| Listed records |
┄┄┄┄┄┄┄┄┄┄
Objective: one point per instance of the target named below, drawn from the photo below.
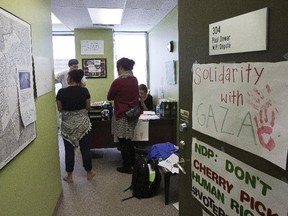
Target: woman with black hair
(124, 92)
(73, 102)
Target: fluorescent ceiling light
(105, 16)
(55, 20)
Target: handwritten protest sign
(226, 186)
(244, 105)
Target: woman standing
(124, 92)
(74, 102)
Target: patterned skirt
(122, 128)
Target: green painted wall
(98, 87)
(158, 37)
(30, 184)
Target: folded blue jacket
(162, 151)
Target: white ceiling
(138, 15)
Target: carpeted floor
(102, 196)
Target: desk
(160, 131)
(167, 174)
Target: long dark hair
(76, 75)
(126, 63)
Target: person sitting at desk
(145, 99)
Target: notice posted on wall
(26, 97)
(244, 105)
(227, 186)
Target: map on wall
(17, 120)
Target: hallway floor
(102, 196)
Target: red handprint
(265, 128)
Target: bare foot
(90, 175)
(68, 179)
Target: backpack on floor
(146, 179)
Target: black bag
(133, 113)
(141, 185)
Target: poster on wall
(94, 67)
(26, 95)
(245, 105)
(17, 128)
(226, 186)
(92, 47)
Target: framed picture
(94, 67)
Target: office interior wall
(31, 182)
(159, 36)
(98, 87)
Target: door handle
(181, 162)
(182, 144)
(182, 127)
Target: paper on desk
(148, 117)
(170, 162)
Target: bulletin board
(94, 67)
(17, 108)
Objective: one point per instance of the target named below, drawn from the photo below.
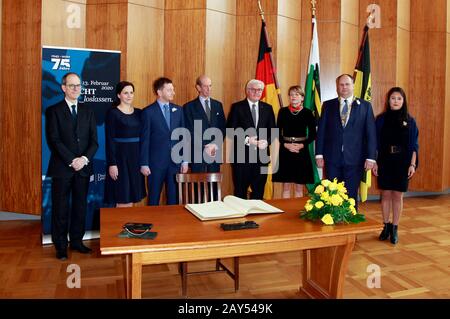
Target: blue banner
(100, 72)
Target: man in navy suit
(255, 119)
(200, 115)
(346, 137)
(159, 120)
(71, 134)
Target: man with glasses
(251, 121)
(71, 134)
(346, 137)
(201, 114)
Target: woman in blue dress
(397, 160)
(124, 183)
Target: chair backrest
(199, 187)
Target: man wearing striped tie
(71, 134)
(346, 137)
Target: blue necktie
(167, 114)
(74, 115)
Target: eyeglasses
(255, 90)
(73, 86)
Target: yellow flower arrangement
(330, 203)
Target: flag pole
(366, 32)
(277, 86)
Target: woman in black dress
(297, 130)
(397, 160)
(124, 183)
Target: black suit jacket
(193, 111)
(67, 143)
(241, 117)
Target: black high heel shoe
(394, 234)
(386, 232)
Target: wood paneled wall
(428, 89)
(58, 23)
(183, 39)
(20, 112)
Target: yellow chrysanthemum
(319, 204)
(351, 201)
(325, 182)
(325, 196)
(328, 219)
(341, 188)
(336, 200)
(319, 189)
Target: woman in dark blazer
(124, 184)
(397, 160)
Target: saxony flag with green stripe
(312, 92)
(363, 90)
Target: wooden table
(182, 237)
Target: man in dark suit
(71, 134)
(252, 121)
(200, 115)
(159, 120)
(346, 138)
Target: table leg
(126, 274)
(324, 270)
(136, 276)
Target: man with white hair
(251, 121)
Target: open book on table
(231, 207)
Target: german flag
(363, 90)
(265, 71)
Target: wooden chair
(200, 188)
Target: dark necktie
(344, 114)
(167, 114)
(208, 110)
(74, 115)
(254, 114)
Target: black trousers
(69, 206)
(245, 175)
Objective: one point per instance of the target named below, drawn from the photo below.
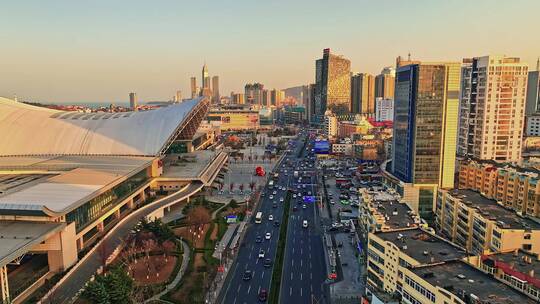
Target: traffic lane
(248, 259)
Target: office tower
(133, 101)
(401, 62)
(425, 125)
(254, 93)
(384, 109)
(205, 78)
(533, 91)
(215, 89)
(266, 100)
(238, 98)
(333, 84)
(194, 88)
(178, 96)
(363, 94)
(492, 108)
(384, 83)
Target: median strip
(273, 298)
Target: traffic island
(273, 297)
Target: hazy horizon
(73, 52)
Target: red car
(263, 295)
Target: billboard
(322, 147)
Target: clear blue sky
(99, 51)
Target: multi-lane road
(304, 267)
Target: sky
(99, 51)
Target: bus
(258, 218)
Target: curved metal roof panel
(31, 130)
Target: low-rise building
(392, 253)
(456, 282)
(515, 187)
(518, 268)
(481, 225)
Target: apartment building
(514, 187)
(482, 225)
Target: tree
(96, 292)
(198, 216)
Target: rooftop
(489, 209)
(29, 130)
(464, 280)
(520, 261)
(422, 246)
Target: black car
(263, 295)
(247, 275)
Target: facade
(254, 94)
(516, 188)
(391, 253)
(194, 88)
(133, 102)
(425, 123)
(384, 109)
(384, 83)
(533, 125)
(238, 98)
(533, 91)
(333, 84)
(481, 225)
(519, 269)
(363, 94)
(231, 119)
(492, 108)
(215, 90)
(330, 125)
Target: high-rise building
(401, 62)
(333, 84)
(215, 89)
(254, 93)
(238, 98)
(178, 96)
(425, 125)
(194, 88)
(384, 109)
(363, 94)
(133, 102)
(492, 108)
(205, 78)
(533, 91)
(384, 83)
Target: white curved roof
(31, 130)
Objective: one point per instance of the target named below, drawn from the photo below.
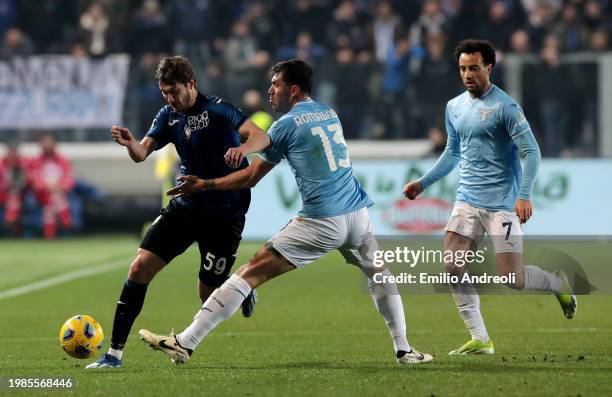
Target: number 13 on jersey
(338, 138)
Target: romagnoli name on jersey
(314, 117)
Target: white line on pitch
(305, 333)
(62, 278)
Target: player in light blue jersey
(334, 215)
(487, 132)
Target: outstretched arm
(138, 151)
(256, 141)
(530, 151)
(243, 179)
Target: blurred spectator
(594, 18)
(438, 81)
(213, 80)
(499, 25)
(552, 81)
(394, 104)
(147, 98)
(570, 29)
(194, 22)
(94, 25)
(52, 180)
(346, 28)
(598, 41)
(255, 110)
(47, 22)
(352, 73)
(13, 183)
(149, 30)
(304, 49)
(385, 22)
(540, 21)
(519, 42)
(302, 16)
(15, 43)
(261, 22)
(431, 21)
(244, 62)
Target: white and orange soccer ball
(81, 336)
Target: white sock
(537, 279)
(115, 353)
(389, 304)
(219, 306)
(468, 303)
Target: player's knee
(515, 279)
(453, 270)
(142, 269)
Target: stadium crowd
(386, 65)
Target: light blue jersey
(484, 136)
(310, 137)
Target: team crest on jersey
(195, 123)
(484, 113)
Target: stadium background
(74, 67)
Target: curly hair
(471, 46)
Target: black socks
(129, 306)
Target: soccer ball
(81, 336)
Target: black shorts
(177, 227)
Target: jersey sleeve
(159, 130)
(228, 111)
(279, 137)
(449, 158)
(514, 120)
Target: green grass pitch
(315, 332)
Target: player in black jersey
(206, 132)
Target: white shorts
(304, 240)
(503, 227)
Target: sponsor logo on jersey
(423, 215)
(195, 123)
(484, 113)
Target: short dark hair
(471, 46)
(295, 71)
(175, 69)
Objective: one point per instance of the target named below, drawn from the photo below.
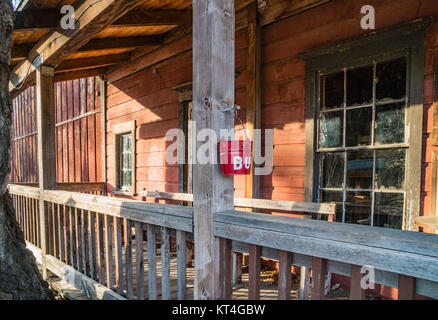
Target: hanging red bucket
(235, 157)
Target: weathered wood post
(213, 85)
(45, 101)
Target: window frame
(406, 39)
(127, 128)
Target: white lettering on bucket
(237, 163)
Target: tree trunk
(19, 275)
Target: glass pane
(358, 208)
(390, 169)
(388, 210)
(332, 168)
(391, 79)
(390, 123)
(331, 129)
(359, 127)
(360, 169)
(360, 86)
(332, 91)
(333, 196)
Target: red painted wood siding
(78, 133)
(24, 156)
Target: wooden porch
(114, 247)
(120, 249)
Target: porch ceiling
(138, 30)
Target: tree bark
(19, 275)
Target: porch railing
(402, 259)
(98, 243)
(96, 240)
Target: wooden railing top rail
(403, 252)
(165, 215)
(72, 186)
(293, 206)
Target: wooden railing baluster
(181, 262)
(165, 264)
(152, 263)
(225, 272)
(284, 275)
(254, 272)
(139, 262)
(118, 254)
(92, 253)
(356, 292)
(128, 259)
(406, 287)
(109, 262)
(319, 270)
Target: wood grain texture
(213, 50)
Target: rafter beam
(31, 20)
(59, 44)
(142, 17)
(92, 62)
(121, 43)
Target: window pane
(332, 167)
(333, 196)
(332, 91)
(390, 123)
(391, 79)
(359, 127)
(331, 129)
(360, 86)
(360, 169)
(358, 208)
(390, 169)
(388, 211)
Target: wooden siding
(78, 132)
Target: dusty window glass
(333, 170)
(333, 196)
(332, 91)
(360, 169)
(360, 86)
(358, 208)
(371, 118)
(391, 79)
(390, 169)
(388, 212)
(358, 127)
(331, 129)
(390, 123)
(125, 164)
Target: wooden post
(103, 85)
(45, 101)
(319, 270)
(213, 86)
(253, 91)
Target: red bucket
┄┄┄┄┄┄┄┄┄┄
| To do |
Send back, unchanged, every line of the records from the one with "Target: window pane" through the last.

| Answer for the task |
Target: window pane
(332, 167)
(333, 196)
(332, 91)
(390, 123)
(391, 79)
(359, 127)
(331, 129)
(360, 86)
(360, 169)
(358, 208)
(390, 169)
(388, 211)
Target: wooden siding
(78, 132)
Target: dusty window glass
(333, 170)
(333, 196)
(332, 91)
(360, 169)
(360, 86)
(358, 208)
(371, 118)
(391, 79)
(390, 169)
(388, 212)
(358, 127)
(331, 129)
(390, 123)
(125, 164)
Target: wooden post
(103, 85)
(45, 101)
(319, 270)
(213, 86)
(253, 91)
Target: red bucket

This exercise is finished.